• [What you should do] Every line of the material below should be repeated exactly.

• [Data provided]

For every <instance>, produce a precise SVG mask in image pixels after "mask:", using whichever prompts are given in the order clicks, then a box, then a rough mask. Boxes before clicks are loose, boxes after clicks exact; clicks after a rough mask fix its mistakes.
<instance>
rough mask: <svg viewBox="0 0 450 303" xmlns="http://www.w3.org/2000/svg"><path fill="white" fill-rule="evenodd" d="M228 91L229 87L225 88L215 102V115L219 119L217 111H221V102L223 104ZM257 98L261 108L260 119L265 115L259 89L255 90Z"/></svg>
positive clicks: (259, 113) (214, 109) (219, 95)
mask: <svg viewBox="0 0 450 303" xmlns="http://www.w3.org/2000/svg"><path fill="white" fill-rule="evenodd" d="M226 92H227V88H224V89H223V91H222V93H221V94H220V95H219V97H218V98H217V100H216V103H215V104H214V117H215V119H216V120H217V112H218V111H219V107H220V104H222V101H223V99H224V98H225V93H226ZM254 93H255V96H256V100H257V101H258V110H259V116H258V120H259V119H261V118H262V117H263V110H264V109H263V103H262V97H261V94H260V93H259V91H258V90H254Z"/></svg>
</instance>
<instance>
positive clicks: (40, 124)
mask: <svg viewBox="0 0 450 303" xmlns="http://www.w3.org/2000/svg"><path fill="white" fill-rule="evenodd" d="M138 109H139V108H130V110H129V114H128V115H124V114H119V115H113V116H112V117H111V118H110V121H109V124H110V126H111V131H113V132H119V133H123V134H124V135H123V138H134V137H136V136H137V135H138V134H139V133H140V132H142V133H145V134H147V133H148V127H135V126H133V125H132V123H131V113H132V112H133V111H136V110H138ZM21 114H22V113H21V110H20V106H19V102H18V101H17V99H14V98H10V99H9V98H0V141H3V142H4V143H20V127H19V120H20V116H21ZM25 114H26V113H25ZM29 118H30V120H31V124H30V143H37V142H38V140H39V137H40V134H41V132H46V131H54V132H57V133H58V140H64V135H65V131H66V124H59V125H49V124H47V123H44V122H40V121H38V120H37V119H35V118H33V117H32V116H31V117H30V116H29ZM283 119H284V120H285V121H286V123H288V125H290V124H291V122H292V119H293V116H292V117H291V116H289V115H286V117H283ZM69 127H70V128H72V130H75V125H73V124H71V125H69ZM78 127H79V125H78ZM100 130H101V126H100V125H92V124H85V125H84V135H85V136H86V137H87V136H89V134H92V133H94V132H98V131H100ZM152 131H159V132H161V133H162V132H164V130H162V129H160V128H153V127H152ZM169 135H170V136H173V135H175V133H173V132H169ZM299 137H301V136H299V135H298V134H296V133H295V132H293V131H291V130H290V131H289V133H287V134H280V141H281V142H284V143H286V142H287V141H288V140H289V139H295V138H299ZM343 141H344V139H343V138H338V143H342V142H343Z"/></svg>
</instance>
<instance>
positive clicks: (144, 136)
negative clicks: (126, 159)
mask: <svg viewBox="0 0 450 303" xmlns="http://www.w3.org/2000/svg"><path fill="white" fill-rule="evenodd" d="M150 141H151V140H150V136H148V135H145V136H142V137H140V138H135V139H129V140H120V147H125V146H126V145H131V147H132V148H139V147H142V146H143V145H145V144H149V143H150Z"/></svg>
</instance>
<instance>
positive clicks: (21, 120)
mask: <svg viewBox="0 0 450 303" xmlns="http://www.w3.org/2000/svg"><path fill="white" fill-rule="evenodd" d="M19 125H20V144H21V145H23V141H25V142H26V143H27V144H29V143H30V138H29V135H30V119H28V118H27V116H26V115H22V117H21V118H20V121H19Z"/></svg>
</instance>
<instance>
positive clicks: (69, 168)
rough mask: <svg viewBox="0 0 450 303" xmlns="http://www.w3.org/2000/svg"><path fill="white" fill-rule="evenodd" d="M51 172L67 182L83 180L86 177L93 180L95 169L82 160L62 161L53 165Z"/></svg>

• [Result for this exercise]
For every <instance>, produce a precise SVG mask in image pixels after "mask:", using whichever prompts are given in the order clicks, then a box, then a rough mask. Boxes before clicks are loose, boxes after clicks exact; clicks after a rough mask fix its mistakes.
<instance>
rough mask: <svg viewBox="0 0 450 303" xmlns="http://www.w3.org/2000/svg"><path fill="white" fill-rule="evenodd" d="M228 91L229 87L225 88L215 102V115L219 119L217 111H221V102L223 104ZM257 98L261 108L260 119L265 115L259 89L255 90Z"/></svg>
positive clicks: (259, 113) (214, 109) (219, 95)
mask: <svg viewBox="0 0 450 303" xmlns="http://www.w3.org/2000/svg"><path fill="white" fill-rule="evenodd" d="M226 92H227V88H224V89H223V91H222V93H221V94H220V95H219V97H218V98H217V100H216V103H215V104H214V117H215V119H216V120H217V112H218V111H219V107H220V104H222V101H223V99H224V98H225V93H226ZM254 93H255V96H256V100H257V101H258V110H259V116H258V120H259V119H261V118H262V117H263V110H264V109H263V103H262V97H261V94H260V93H259V91H258V90H254Z"/></svg>
</instance>
<instance>
positive clicks: (40, 124)
mask: <svg viewBox="0 0 450 303" xmlns="http://www.w3.org/2000/svg"><path fill="white" fill-rule="evenodd" d="M138 109H139V108H130V110H129V114H128V115H124V114H119V115H113V116H112V117H111V118H110V121H109V124H110V126H111V131H113V132H119V133H123V134H124V135H123V138H134V137H136V136H137V135H138V134H139V133H140V132H142V133H145V134H147V133H148V127H135V126H133V125H132V123H131V113H132V112H133V111H136V110H138ZM21 114H22V113H21V110H20V106H19V102H18V101H17V99H14V98H10V99H9V98H0V141H3V142H4V143H20V127H19V120H20V116H21ZM25 114H26V113H25ZM29 118H30V120H31V124H30V143H37V142H38V140H39V137H40V134H41V132H46V131H54V132H57V133H58V140H64V135H65V131H66V124H59V125H49V124H47V123H44V122H40V121H38V120H37V119H35V118H33V117H32V116H31V117H30V116H29ZM283 119H284V120H285V121H286V123H288V125H290V124H291V122H292V119H293V116H292V117H291V116H289V115H286V117H283ZM69 127H70V128H72V130H75V125H73V124H71V125H69ZM78 127H79V125H78ZM100 130H101V126H100V125H92V124H85V125H84V135H85V136H86V137H87V136H89V134H92V133H94V132H98V131H100ZM152 131H159V132H161V133H162V132H164V130H162V129H160V128H153V127H152ZM169 135H170V136H173V135H175V133H173V132H169ZM299 137H301V136H299V135H298V134H296V133H295V132H293V131H291V130H290V131H289V133H287V134H280V141H281V142H284V143H286V142H287V141H288V140H289V139H295V138H299ZM343 141H344V139H343V138H338V143H342V142H343Z"/></svg>
</instance>
<instance>
positive clicks: (144, 136)
negative clicks: (126, 159)
mask: <svg viewBox="0 0 450 303" xmlns="http://www.w3.org/2000/svg"><path fill="white" fill-rule="evenodd" d="M150 141H151V140H150V136H148V135H145V136H142V137H140V138H135V139H129V140H120V147H125V146H126V145H131V147H132V148H139V147H142V146H143V145H145V144H149V143H150Z"/></svg>
</instance>
<instance>
positive clicks: (21, 120)
mask: <svg viewBox="0 0 450 303" xmlns="http://www.w3.org/2000/svg"><path fill="white" fill-rule="evenodd" d="M19 125H20V144H21V145H23V141H25V142H26V143H27V144H29V143H30V138H29V135H30V119H28V118H27V116H26V115H22V117H21V118H20V121H19Z"/></svg>
</instance>
<instance>
positive clicks: (69, 168)
rough mask: <svg viewBox="0 0 450 303" xmlns="http://www.w3.org/2000/svg"><path fill="white" fill-rule="evenodd" d="M51 172L67 182L83 180L86 177L93 180L95 169L82 160L62 161L53 165Z"/></svg>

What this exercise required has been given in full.